The tasks:
- a) Check each statement against the thread below and answer yes or no for each, quoting the words of the thread that decide it. (i) The reply proposes keeping metadata in pg and the payload in S3. (ii) The Delete field is planned as a hard delete. (iii) The planned design uses a single table.
- b) Reproduce the thread below word for word, from "Why not store" up to and including "for this scenario.".

Given text:
<<<<

Re: Half billion records in one table? RDS

From: Aaron Werman <aaron(dot)werman(at)gmail(dot)com>
To: Jean Baro <jfbaro(at)gmail(dot)com>, pgsql-performance(at)postgresql(dot)org
Subject: Re: Half billion records in one table? RDS
Date: 2017-12-06 01:59:35
Message-ID: CAER1-9rYmb=UMM8psNeOPVMAvYgXsuzfC1Yw4YBGKEWWZsNdAg@mail.gmail.com
Views: Raw Message | Whole Thread | Download mbox | Resend email
Thread:
Lists: pgsql-performance

Why not store metadata in pg and the payload in S3?

On Mon, Nov 27, 2017 at 11:58 AM Jean Baro <jfbaro(at)gmail(dot)com> wrote:

> Hi there,
>
> We are creating a new DB which will behave most like a file system, I
> mean, there will be no complex queries or joins running in the DB. The idea
> is to grab the WHOLE set of messages for a particular user and then filter,
> order, combine or full text search in the function itself (AWS Lambda). The
> maximum number of messages is limited to 1.000 messages per user. So we
> expect Postgres to have an amazing performance for this scenario.
>
> As I am not really familiar with PG (9.6, or 10, in case RDS release it
> before February) I would like to share what we are planning to do for this
> DB. So if you guys could share your thoughts, that would be great! :)
>
> Table structure:
>
>
>
> · MessageID (UUID) - PK
>
> · UserCountry (ISO)
>
> · UserRole (TEXT 15)
>
> · UserID (TEXT 30) – FK (although there is no constraint)
>
> · LifeCycle (RANGE DATE? Or 2 TimeStampWithTZ? Start_date and
> end_date?)
>
> · Channel (TEXT 15)
>
> · Tags (TEXT 2000)
>
> · Menu (TEXT 200)
>
> · Icon (TEXT 500) – URL to an image which will be used as an icon;
>
> · Title (TEXT 150)
>
> · *Body (JSON – up to 10K) – Meta data describing all the data to
> a specific type of message. The JSON changes according to the type of
> message. We are assuming most messages will use less than 1K for this
> field.*
>
> · Delete (BOOLEAN) – Soft Delete
>
> · Created (Timestamp – With TZ)
>
> · CreatedBy (TEXT 50)
>
>
>
> Only 1 table
>
> · Messages
>
> 3 indexes:
>
> · MessageID PK (UUID)

>>>>

Given records:
<<<<

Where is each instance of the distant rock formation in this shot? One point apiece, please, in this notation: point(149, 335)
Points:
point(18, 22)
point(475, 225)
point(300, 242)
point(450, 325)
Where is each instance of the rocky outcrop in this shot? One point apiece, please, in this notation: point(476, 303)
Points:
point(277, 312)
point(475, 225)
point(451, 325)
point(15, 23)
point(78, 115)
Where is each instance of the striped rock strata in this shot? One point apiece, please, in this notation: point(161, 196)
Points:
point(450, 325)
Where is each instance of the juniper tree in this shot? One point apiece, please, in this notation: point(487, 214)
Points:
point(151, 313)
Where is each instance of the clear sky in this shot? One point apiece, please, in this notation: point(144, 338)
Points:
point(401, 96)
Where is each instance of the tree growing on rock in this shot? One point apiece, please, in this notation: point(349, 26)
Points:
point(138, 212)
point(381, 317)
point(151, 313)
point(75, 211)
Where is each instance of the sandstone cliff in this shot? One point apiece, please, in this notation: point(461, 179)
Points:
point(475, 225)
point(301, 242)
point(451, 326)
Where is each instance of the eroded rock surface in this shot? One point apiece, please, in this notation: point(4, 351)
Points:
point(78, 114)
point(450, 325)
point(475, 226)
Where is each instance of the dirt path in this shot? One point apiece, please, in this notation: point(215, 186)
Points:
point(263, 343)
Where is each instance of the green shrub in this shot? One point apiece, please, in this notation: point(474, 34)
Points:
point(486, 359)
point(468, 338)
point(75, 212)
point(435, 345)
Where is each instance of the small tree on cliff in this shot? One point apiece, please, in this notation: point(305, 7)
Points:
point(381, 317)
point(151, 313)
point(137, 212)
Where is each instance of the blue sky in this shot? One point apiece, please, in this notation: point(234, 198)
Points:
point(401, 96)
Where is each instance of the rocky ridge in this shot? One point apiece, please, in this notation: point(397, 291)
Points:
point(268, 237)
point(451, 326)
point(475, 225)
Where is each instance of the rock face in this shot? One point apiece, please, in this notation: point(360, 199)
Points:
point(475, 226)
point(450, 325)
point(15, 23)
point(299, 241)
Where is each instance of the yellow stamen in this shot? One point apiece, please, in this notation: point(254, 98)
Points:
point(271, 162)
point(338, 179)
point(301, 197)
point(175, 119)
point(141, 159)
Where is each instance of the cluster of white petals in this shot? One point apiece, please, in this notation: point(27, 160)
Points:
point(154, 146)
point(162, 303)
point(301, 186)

>>>>

Task-by-task answers:
- a)
(i) Yes: "Why not store metadata in pg and the payload in S3?"
(ii) No: "Delete (BOOLEAN) – Soft Delete"
(iii) Yes: "Only 1 table"

- b)
Why not store metadata in pg and the payload in S3?

On Mon, Nov 27, 2017 at 11:58 AM Jean Baro <jfbaro(at)gmail(dot)com> wrote:

> Hi there,
>
> We are creating a new DB which will behave most like a file system, I
> mean, there will be no complex queries or joins running in the DB. The idea
> is to grab the WHOLE set of messages for a particular user and then filter,
> order, combine or full text search in the function itself (AWS Lambda). The
> maximum number of messages is limited to 1.000 messages per user. So we
> expect Postgres to have an amazing performance for this scenario.